GOAL: Retype the records below word for word, changing nothing and leaving nothing out.

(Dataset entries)
---+---

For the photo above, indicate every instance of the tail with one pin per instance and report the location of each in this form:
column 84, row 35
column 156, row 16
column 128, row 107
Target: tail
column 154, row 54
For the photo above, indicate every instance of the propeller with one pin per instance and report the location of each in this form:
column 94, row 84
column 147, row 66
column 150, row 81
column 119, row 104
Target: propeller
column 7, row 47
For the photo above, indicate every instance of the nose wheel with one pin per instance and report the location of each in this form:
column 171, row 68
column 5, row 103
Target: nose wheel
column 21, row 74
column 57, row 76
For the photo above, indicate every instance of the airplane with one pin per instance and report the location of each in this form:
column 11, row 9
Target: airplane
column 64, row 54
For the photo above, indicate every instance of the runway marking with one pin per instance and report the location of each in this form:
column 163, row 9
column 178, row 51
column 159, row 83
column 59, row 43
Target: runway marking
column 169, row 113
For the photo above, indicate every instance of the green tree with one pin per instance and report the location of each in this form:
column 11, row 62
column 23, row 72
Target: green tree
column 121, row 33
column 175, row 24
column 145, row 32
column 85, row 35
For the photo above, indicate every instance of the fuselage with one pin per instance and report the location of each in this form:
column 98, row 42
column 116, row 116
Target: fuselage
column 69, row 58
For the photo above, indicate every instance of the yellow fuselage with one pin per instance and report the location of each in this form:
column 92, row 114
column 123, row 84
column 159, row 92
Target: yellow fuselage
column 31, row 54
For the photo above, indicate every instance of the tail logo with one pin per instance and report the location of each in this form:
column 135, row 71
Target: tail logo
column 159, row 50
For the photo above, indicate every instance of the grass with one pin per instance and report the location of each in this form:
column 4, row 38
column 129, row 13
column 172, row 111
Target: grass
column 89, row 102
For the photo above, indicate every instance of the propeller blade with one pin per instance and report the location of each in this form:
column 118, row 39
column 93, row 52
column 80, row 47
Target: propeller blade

---+---

THE ANSWER:
For the photo above, indicate every instance of the tail with one pin per instance and report the location of each in this form:
column 84, row 35
column 156, row 16
column 128, row 107
Target: tail
column 154, row 54
For the photo above, indicate every instance of the propeller with one pin per instance and report the location of each in this form:
column 94, row 84
column 147, row 66
column 150, row 81
column 119, row 104
Target: propeller
column 7, row 47
For the photo above, indicate every instance of the nose wheel with one pin per instance and report the location of each in this form:
column 171, row 68
column 5, row 103
Target: nose wheel
column 21, row 74
column 57, row 76
For the photo above, indicate every instance of the airplane with one pin per instance and report the location of each in this form:
column 11, row 9
Target: airplane
column 64, row 54
For the photo above, indicate every instance of the runway marking with one pin per instance and report the location of each in this form:
column 163, row 9
column 178, row 51
column 159, row 83
column 59, row 43
Target: runway marking
column 169, row 113
For the photo above, indicate every instance of the green tree with one pin per instance and report the location of each in this form:
column 11, row 62
column 23, row 72
Target: green tree
column 121, row 33
column 175, row 24
column 145, row 32
column 85, row 35
For the photo above, indicate every instance of the fuselage with one pin per instance and report the location of each in this form:
column 98, row 42
column 116, row 116
Target: fuselage
column 69, row 58
For the photo above, indicate every instance of the yellow fuselage with one pin per instance and report the location of each in this form:
column 92, row 114
column 123, row 84
column 159, row 92
Target: yellow fuselage
column 31, row 54
For the photo above, indicate every instance of the tail logo with one pin per instance and report the location of each in this form:
column 135, row 71
Target: tail logo
column 159, row 50
For the photo above, indicate every instance of the grass with one pin per instance and report the location of each in this form:
column 4, row 38
column 129, row 13
column 172, row 111
Target: grass
column 89, row 102
For the photo above, indicate every instance of the propeller blade with one pin per instance and report the location of each in this form:
column 118, row 39
column 93, row 52
column 80, row 47
Target: propeller blade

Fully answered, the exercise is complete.